▸ DIRECTIONS FOR THIS TASK
Pull out every line of the records that contains the string "power", matching case exactly.

▸ RECORDS PROVIDED
==========

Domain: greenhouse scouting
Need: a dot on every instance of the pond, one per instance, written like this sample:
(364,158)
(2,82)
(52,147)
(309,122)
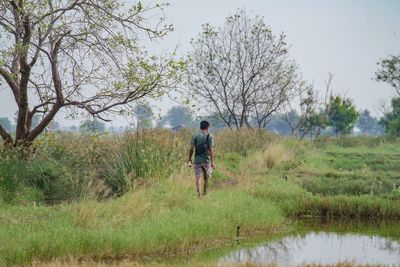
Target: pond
(320,248)
(321,242)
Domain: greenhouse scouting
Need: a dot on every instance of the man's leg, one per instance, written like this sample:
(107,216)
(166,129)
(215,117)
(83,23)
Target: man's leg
(206,174)
(197,174)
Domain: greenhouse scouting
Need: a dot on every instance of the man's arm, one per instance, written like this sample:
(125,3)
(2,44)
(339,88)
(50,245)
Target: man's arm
(191,153)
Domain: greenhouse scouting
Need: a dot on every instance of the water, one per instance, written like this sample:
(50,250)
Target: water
(320,248)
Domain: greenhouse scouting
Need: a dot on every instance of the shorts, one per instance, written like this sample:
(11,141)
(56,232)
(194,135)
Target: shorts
(198,169)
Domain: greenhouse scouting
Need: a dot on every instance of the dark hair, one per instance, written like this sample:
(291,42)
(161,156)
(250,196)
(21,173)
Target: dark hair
(204,125)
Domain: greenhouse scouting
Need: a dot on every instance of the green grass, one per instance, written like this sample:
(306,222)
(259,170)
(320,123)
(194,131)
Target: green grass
(161,214)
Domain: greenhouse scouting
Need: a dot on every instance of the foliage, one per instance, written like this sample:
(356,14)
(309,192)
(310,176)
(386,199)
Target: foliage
(341,114)
(368,125)
(389,72)
(163,216)
(242,141)
(82,57)
(141,155)
(93,126)
(144,116)
(6,124)
(177,115)
(391,120)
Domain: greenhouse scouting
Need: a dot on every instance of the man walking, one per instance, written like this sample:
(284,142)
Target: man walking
(203,145)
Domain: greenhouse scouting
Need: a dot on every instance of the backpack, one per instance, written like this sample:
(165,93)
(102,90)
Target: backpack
(202,147)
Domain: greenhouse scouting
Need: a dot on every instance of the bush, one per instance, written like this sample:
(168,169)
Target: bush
(242,141)
(143,155)
(55,181)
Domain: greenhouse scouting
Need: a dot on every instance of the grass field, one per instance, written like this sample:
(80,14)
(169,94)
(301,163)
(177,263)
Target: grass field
(104,198)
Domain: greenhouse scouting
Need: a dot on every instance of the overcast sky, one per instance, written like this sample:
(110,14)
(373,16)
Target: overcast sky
(344,37)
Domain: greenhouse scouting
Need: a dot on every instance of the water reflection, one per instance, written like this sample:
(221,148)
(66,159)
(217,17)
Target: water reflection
(321,248)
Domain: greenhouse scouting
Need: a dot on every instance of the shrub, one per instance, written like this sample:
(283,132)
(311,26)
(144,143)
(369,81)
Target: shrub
(242,141)
(143,155)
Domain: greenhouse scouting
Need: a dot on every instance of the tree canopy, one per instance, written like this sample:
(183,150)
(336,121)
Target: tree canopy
(242,68)
(389,72)
(391,120)
(83,56)
(341,114)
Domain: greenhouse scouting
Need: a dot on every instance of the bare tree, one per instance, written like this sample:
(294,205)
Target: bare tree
(389,72)
(312,117)
(80,55)
(243,69)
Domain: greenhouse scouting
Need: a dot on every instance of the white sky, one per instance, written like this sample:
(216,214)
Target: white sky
(344,37)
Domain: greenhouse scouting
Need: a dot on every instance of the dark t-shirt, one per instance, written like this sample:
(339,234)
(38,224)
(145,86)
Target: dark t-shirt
(200,138)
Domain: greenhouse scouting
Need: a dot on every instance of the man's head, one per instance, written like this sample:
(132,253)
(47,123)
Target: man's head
(204,125)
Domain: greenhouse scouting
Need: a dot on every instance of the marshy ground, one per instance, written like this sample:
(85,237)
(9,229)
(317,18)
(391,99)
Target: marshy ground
(96,200)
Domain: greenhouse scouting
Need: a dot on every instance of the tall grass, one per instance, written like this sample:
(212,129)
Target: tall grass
(260,180)
(142,155)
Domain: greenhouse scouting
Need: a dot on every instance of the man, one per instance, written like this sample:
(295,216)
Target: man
(203,145)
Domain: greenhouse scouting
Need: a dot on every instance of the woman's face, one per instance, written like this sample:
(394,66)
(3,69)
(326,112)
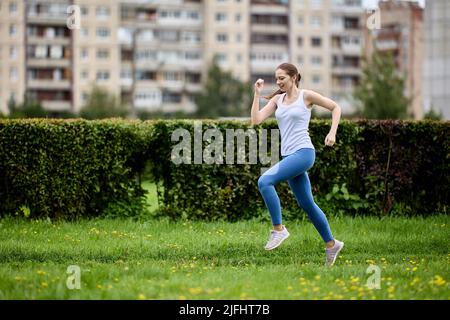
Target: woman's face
(284,81)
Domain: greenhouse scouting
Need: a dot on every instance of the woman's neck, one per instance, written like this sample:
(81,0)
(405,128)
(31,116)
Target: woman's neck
(293,92)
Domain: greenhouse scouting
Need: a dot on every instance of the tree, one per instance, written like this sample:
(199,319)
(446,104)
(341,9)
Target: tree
(433,114)
(101,104)
(381,89)
(223,95)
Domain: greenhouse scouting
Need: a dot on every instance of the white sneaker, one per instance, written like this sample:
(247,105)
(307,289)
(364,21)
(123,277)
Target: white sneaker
(333,252)
(276,238)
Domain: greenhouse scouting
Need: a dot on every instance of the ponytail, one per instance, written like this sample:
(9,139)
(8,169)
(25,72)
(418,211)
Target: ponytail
(273,94)
(297,82)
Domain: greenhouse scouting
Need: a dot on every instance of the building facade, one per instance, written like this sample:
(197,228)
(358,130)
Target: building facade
(154,55)
(401,34)
(437,57)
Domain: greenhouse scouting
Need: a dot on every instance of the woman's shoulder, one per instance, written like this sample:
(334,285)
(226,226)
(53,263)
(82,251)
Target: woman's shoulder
(307,97)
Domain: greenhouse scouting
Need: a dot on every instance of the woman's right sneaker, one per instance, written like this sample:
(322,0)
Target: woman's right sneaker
(333,252)
(276,238)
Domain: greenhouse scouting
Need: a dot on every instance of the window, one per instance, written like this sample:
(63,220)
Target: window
(193,15)
(316,4)
(221,17)
(222,37)
(192,55)
(221,58)
(102,75)
(316,42)
(102,53)
(171,97)
(102,33)
(12,30)
(13,74)
(316,60)
(56,52)
(102,12)
(316,21)
(13,53)
(84,33)
(84,54)
(13,8)
(171,76)
(316,79)
(168,35)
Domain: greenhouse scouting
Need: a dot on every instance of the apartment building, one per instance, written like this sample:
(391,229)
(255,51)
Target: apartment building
(162,44)
(401,34)
(12,52)
(155,54)
(437,57)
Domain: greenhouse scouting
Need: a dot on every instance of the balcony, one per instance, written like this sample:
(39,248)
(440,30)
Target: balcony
(61,105)
(48,84)
(49,41)
(47,62)
(269,6)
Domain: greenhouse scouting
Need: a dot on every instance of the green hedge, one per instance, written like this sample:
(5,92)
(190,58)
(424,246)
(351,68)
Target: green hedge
(375,168)
(72,168)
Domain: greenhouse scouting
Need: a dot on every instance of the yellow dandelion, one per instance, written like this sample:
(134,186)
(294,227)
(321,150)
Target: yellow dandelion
(195,291)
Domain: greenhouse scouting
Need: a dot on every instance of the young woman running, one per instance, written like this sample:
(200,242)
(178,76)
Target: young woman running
(292,107)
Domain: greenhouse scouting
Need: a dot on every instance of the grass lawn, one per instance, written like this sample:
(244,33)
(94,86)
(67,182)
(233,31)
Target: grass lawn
(159,259)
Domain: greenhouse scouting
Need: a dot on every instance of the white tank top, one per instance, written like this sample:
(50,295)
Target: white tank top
(293,121)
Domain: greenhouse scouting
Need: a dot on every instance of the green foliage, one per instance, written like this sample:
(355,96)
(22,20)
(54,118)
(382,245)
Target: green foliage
(101,104)
(70,168)
(359,175)
(223,95)
(30,108)
(381,89)
(433,114)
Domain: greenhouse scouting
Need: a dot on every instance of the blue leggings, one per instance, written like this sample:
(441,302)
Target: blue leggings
(293,169)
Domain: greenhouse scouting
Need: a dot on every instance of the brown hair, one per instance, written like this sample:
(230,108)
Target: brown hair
(292,71)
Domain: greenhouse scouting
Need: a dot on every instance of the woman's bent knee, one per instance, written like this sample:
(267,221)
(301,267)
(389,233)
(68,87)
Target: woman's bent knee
(263,181)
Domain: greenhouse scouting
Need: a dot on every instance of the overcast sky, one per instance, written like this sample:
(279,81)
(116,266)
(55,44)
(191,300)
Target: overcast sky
(373,3)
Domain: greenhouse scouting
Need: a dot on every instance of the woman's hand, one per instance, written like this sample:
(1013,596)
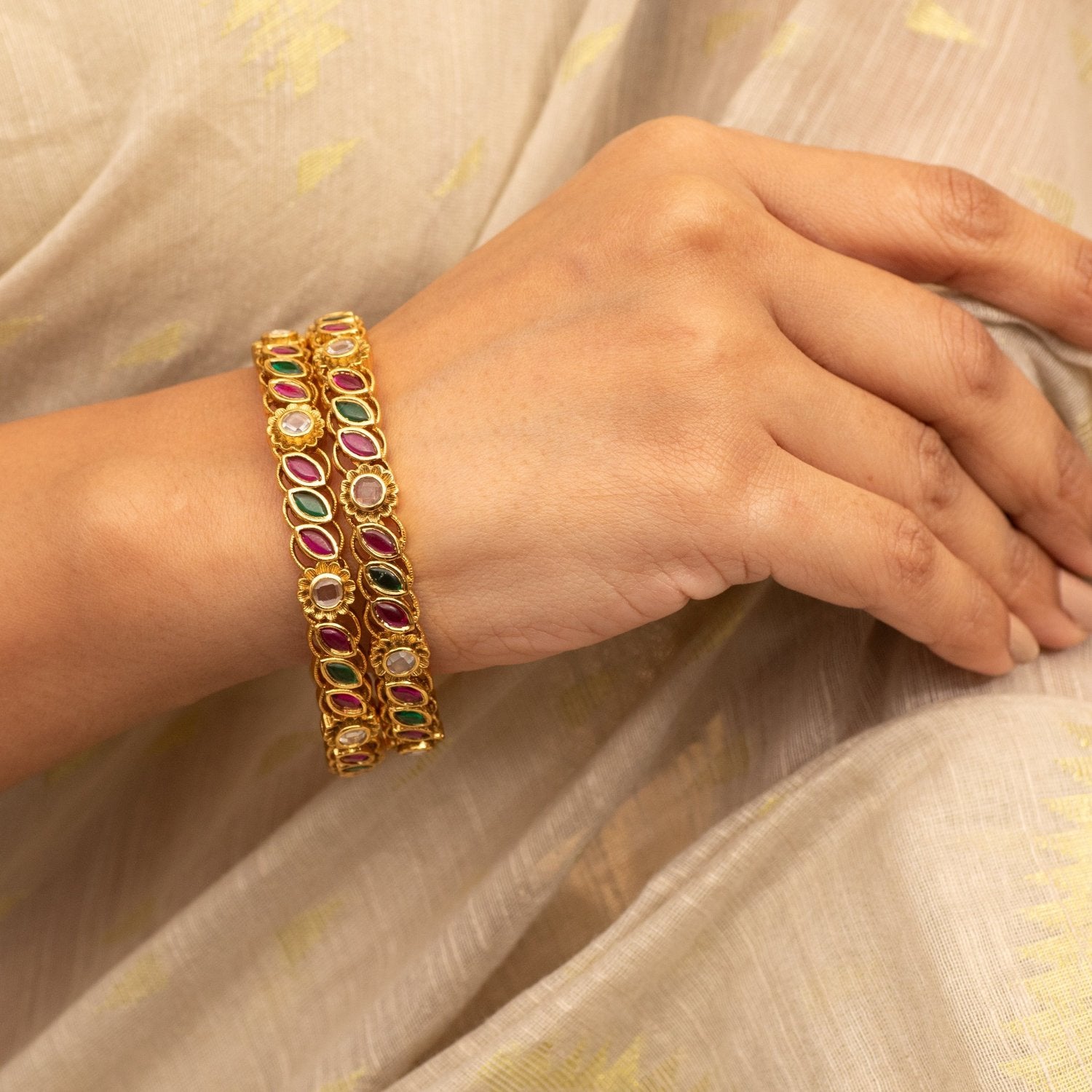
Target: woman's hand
(701,363)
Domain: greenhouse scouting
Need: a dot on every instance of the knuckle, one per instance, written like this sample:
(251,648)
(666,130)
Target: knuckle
(1024,563)
(939,474)
(965,210)
(1083,273)
(972,353)
(681,214)
(1072,472)
(912,553)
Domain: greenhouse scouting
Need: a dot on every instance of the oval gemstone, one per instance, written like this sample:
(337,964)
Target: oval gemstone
(352,736)
(286,367)
(345,701)
(379,541)
(341,674)
(304,470)
(391,614)
(296,423)
(341,347)
(408,695)
(336,639)
(352,411)
(358,443)
(401,662)
(290,391)
(347,380)
(317,542)
(309,504)
(327,591)
(386,579)
(368,491)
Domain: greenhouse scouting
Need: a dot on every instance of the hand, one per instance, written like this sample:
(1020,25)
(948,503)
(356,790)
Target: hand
(701,363)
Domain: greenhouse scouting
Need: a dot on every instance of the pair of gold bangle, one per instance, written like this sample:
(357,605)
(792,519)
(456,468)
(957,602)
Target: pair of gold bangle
(373,689)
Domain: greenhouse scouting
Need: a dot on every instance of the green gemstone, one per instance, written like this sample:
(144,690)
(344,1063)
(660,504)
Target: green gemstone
(286,368)
(352,411)
(309,504)
(341,673)
(384,579)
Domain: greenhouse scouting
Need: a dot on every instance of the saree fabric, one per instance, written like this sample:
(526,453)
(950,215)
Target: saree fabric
(764,844)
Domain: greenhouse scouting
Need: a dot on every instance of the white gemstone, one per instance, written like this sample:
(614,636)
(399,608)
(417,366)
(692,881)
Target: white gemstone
(351,736)
(368,491)
(327,591)
(341,347)
(401,662)
(296,423)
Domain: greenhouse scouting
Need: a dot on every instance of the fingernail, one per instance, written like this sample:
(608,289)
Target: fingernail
(1022,642)
(1076,596)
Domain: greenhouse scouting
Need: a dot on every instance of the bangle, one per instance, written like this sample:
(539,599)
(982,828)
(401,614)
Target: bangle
(351,729)
(405,695)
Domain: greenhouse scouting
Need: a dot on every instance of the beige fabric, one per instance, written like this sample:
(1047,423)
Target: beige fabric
(764,844)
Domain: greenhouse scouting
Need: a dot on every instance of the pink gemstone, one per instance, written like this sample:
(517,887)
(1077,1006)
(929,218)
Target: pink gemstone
(334,639)
(347,701)
(290,391)
(301,469)
(317,542)
(379,541)
(390,614)
(347,381)
(357,443)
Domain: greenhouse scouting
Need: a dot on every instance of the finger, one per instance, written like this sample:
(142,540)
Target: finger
(832,539)
(926,223)
(855,436)
(926,355)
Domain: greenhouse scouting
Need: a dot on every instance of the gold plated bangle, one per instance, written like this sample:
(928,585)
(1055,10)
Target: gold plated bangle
(405,695)
(351,729)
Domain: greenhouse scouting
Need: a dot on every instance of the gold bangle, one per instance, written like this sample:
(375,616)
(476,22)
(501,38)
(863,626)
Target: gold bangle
(405,695)
(351,729)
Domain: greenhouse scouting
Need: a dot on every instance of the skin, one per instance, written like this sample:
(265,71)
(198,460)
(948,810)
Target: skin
(701,362)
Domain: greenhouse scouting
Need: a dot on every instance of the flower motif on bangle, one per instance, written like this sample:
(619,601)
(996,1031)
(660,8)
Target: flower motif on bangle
(295,426)
(399,655)
(369,491)
(325,591)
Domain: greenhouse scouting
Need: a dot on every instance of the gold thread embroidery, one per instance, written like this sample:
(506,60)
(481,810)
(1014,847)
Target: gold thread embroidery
(298,936)
(930,17)
(159,347)
(543,1066)
(294,34)
(587,50)
(320,163)
(462,172)
(725,25)
(10,329)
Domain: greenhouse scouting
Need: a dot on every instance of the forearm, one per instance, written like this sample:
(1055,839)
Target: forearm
(146,565)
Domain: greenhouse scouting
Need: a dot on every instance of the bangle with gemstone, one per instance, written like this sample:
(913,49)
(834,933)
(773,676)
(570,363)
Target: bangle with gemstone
(351,727)
(405,696)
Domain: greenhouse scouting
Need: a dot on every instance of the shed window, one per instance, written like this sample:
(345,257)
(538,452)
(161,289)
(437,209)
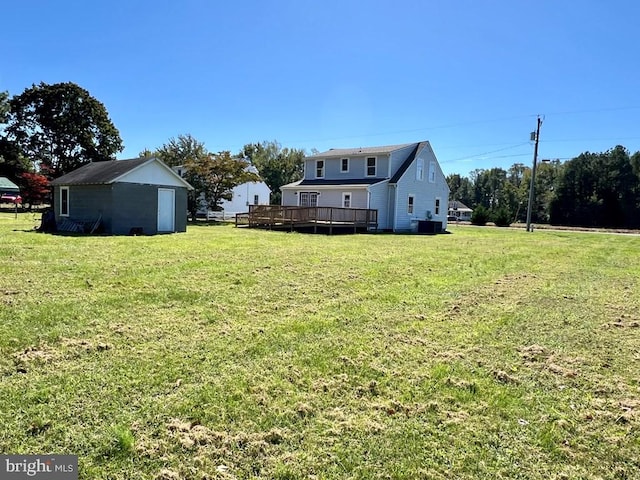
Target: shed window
(371,166)
(64,201)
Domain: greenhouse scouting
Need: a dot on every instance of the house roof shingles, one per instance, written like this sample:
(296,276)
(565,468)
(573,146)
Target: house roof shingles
(8,185)
(345,152)
(98,173)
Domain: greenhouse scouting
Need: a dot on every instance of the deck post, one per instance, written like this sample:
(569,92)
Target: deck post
(331,221)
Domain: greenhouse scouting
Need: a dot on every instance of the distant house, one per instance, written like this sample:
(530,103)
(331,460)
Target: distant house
(460,211)
(250,193)
(404,183)
(141,195)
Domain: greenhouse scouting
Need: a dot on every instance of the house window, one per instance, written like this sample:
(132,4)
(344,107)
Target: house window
(308,199)
(419,169)
(371,166)
(64,201)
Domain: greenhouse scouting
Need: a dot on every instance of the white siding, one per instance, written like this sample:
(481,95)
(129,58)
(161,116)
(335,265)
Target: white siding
(289,198)
(243,196)
(357,167)
(424,193)
(378,200)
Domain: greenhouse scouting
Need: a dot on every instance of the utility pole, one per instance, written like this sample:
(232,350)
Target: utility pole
(533,173)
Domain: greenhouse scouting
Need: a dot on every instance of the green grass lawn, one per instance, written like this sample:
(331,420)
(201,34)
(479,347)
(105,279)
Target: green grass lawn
(234,353)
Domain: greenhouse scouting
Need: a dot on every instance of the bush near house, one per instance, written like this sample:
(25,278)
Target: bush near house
(501,217)
(480,215)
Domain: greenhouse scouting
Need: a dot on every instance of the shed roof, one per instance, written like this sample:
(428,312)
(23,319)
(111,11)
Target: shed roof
(101,173)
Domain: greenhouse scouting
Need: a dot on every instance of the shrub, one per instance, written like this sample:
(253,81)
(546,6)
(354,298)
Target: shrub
(480,215)
(501,217)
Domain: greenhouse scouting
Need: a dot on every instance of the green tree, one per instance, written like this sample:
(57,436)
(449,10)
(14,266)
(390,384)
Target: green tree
(461,189)
(597,189)
(214,176)
(4,107)
(34,189)
(62,127)
(277,166)
(179,151)
(12,162)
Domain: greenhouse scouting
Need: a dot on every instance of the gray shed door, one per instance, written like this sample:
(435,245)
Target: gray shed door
(166,210)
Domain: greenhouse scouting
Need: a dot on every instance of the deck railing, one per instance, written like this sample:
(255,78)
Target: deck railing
(278,216)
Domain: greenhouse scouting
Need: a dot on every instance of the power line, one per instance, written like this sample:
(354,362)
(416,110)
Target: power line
(469,157)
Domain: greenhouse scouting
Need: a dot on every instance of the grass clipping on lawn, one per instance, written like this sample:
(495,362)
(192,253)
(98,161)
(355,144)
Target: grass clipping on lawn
(233,353)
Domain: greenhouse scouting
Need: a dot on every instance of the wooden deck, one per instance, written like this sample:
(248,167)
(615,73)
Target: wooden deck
(315,219)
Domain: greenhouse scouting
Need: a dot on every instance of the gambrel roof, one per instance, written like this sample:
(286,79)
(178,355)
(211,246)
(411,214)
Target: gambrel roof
(345,152)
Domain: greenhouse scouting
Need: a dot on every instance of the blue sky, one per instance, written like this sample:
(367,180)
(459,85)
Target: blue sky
(468,75)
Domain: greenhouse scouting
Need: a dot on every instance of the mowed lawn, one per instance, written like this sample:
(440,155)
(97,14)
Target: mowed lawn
(233,353)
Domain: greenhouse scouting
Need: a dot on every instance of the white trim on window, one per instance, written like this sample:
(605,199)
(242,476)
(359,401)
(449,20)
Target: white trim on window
(411,202)
(370,170)
(347,199)
(64,201)
(308,199)
(432,172)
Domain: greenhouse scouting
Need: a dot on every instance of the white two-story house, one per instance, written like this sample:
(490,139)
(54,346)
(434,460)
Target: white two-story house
(404,183)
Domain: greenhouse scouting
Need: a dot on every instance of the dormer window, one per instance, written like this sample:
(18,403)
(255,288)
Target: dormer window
(371,166)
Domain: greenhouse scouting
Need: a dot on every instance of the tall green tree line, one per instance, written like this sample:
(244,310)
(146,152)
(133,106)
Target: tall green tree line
(592,189)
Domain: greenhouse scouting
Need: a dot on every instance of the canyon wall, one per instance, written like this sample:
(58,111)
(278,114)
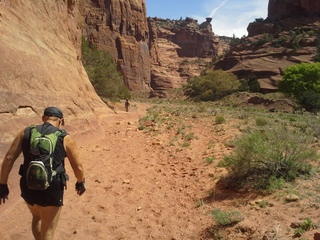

==========

▸ OUTPUT
Need: a dot on every instance of the power line, one per instance, written like this sample:
Target: power line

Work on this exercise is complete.